DOKUMENTTEXT

════

Überblicke sind umso schätzenswerter je weiter und schärfer sie sind. Der betagte Autor hat seine Wahl nicht nur aus akademischen Gesichtspunkten treffen müssen, sondern er hat das XX. Jahrhundert erlebt, und in seine Auswahl fließen 60 Jahre Forschung. Ihm zu widersprechen wird nicht ganz leicht sein. Dass er mit diesem Buch zugleich das Konzept der Globalisierung wahrnimmt, dürfte und sollte das Interesse an seinem Überblick erhöhen. Der Band Strelkas erspart niemandem das Lesen der Hauptwerke, aber dass bereits Übersetzungen dieses soeben erschienenen Literatur-„Kompasses“ aus Tübingen in Arbeit sind, beweist das grenzüberschreitende Gewicht dieses Werkes.

════

Gespeicherte Einträge
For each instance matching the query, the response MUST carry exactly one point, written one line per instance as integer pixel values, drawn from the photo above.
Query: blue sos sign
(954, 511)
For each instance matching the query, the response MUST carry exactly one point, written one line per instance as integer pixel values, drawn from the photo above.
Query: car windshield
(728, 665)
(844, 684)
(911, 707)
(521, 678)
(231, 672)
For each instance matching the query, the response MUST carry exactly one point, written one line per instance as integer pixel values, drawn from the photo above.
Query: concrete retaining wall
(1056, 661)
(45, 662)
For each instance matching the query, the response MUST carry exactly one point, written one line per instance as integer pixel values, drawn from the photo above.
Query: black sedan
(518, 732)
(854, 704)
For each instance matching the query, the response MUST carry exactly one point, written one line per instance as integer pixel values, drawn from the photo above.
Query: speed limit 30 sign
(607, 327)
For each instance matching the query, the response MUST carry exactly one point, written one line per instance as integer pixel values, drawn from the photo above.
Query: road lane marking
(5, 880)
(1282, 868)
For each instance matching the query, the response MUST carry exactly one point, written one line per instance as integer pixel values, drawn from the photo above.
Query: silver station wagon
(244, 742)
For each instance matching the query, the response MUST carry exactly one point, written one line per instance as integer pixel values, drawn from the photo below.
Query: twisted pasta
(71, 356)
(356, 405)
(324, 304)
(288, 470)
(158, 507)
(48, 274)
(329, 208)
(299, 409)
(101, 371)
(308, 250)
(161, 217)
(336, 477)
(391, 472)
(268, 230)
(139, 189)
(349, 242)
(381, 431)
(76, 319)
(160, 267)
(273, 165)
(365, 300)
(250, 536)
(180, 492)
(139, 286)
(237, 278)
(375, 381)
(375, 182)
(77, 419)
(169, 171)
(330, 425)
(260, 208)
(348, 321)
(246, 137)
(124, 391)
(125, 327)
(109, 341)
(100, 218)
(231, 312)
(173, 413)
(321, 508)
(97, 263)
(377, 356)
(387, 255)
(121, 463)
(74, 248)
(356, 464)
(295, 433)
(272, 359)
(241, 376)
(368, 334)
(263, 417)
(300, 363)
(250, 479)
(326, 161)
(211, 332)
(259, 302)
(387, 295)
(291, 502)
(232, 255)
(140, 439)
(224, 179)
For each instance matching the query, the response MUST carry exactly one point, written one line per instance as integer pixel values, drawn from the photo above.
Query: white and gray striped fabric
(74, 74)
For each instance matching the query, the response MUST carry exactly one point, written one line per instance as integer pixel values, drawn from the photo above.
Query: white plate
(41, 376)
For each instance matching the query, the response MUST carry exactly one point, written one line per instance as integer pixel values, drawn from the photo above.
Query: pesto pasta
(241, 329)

════

ZU BEARBEITEN
(A) Liste sämtliche Adjektive auf, die in der Buchbesprechung in der Komparativform stehen.
(B) Setze die Buchbesprechung im Anschluss an ihren letzten Satz fort.

LÖSUNGEN
(A) schätzenswerter, weiter, schärfer

(B)
In einer Welt der Zusammenbrüche, der universalen Unsicherheit (ob ethischer, wirtschaftlicher, kultureller Natur), in einer Welt scheinbarer Zukunftslosigkeit auf etwas Gemeinsames hingewiesen zu haben, das allen besprochenen Autoren eignet, die unabhängig voneinander schufen, aber zu ähnlichen Folgerungen kamen, hat etwas Besonderes, geradezu Mystisches. Ohne Hölderlins ...wo Gefahr ist“, zu bemühen , fällt auf, dass Strelka in jedem der angeführten Dichter (die meisten haben den Nobelpreis bekommen und Llosa bekam ihn, lange nachdem das Buch veröffentlicht wurde) die Anstrengung zur Aufhebung des drohenden Chaos nachweist. Es ist also etwas Gemeinsames, was die Weltteile verdunkelt. Dass Strelkas Spürsinn damit zugleich der altägyptischen Forderung nach "Maat" entspricht (dieser Begriffes deckt sich mit Weltgerechtigkeit und Daseinsharmonie), deren Garant einst der Pharao war, wird unübersehbar. Das Verdienst in diesem Zusammenhang zu stehen, verleiht dem Buch eine ungewöhnliche Bedeutung und rechtfertigt seinen Platz in jeder Bibliothek.
Schade nur, dass ein Werk, das so viel Mühe ersetzt, dem Lektorat nicht mehr Mühe wert war. So nistet der Zeit Dämon auf seine Weise auch in diesem Geschenk an den Leser.